755: 19th Century American Frontier Literature (Lit) Lamont

In this course we will examine how this process of westward expansion was envisioned in American fiction. We will begin by reading major critical works on the significance of the frontier in American history and culture. Then, we will look at influential depictions of the American frontier during the period of Indian Removal, when indigenous people living within the United States were forces to migrate westward, across the Mississippi river, in order to make room for the United States' expanding Anglo-American population. After examining how certain narratives of expansion were popularized in the dime novel press at mid-century, we will now turn to the next major period of expansion into territories claimed by the United States after its 1858 war with Mexico. Then we will move on to texts produced during the period of frontier closure, when the prospect of no more "free" land created a crisis of identity in America and created a demand for narratives that celebrated and memorialized the "disappearing: frontier. We will study texts that represent a range of perspectives, from members of the dominant, Anglo-American settler-class, to the perspectives of marginalized African, Mexican, and Native American authors.

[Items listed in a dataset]

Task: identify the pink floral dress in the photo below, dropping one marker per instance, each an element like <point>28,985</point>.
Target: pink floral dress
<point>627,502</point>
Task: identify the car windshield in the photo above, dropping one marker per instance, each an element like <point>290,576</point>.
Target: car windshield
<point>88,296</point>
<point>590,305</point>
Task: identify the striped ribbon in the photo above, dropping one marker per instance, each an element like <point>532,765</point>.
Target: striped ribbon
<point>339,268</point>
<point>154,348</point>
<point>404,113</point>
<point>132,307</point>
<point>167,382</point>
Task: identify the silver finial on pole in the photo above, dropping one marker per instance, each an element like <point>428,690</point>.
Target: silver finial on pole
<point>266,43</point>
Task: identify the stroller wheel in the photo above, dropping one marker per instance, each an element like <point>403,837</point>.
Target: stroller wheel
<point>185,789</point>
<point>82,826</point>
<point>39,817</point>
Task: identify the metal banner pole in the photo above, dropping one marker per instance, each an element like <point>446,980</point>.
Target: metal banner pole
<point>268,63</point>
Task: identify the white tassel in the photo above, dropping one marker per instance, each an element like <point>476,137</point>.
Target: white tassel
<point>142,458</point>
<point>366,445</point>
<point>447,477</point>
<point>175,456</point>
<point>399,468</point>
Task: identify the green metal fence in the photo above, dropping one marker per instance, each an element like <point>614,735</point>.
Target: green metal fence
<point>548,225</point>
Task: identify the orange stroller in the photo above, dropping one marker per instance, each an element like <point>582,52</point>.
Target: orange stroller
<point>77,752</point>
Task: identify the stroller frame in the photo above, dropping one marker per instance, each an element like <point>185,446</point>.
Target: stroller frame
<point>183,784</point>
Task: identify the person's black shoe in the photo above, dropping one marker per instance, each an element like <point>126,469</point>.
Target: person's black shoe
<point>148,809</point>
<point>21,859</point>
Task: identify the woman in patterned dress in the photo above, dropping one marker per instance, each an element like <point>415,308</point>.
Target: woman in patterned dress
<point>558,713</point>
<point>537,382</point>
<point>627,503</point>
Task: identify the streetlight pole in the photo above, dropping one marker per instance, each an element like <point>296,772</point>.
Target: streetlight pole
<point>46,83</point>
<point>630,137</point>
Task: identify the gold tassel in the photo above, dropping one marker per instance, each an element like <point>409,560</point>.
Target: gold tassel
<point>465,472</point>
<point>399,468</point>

▶ EXERCISE REQUIREMENTS:
[1] Decide whether each statement agrees with the course description, answering yes or no and quoting the words of the description that settle it. (a) The course opens with major critical works on the significance of the frontier. (b) The course studies texts written only by Anglo-American settler authors. (c) The dime novel press popularized certain narratives of expansion at mid-century.
[2] Carry the course description forward from its final sentence.

▶ EXERCISE RESULTS:
[1]
(a) Yes: "We will begin by reading major critical works on the significance of the frontier in American history and culture."
(b) No: "We will study texts that represent a range of perspectives, from members of the dominant, Anglo-American settler-class, to the perspectives of marginalized African, Mexican, and Native American authors."
(c) Yes: "certain narratives of expansion were popularized in the dime novel press at mid-century"

[2]
775: Postcolonial Americas (Lit) Siemerling

The course will explore implications of national, hemispheric, and postcolonial studies and consider relevant theoretical and fictional texts from various parts of the Americas. Besides theoretical work, texts under study include narratives of discovery, Native voices, the U.S. Declaration of Independence, slave narratives and other black nineteenth century texts from Canada, the United States, and the Caribbean, and novellas or novels from Cuba, Colombia, Canada/Quebec, and the United States, by Alejo Carpentier, Gabriel Garcìa Màrquez, Margaret Atwood, Jacques Poulin, Thomas King, and Toni Morrison.

775: Gender in Postcolonial Literature (Lit) Smyth

This course will explore the literary and critical terrain that theories of gender and sexuality share with postcolonial studies. Topics to be addressed will include colonial representations of and control of sexuality, the challenges that racialization and colonialism pose to mainstream feminist theory, the gendering of nationalism, masculinity and race, the body as colonial text and postcolonial space of performance, and queer postcolonialism.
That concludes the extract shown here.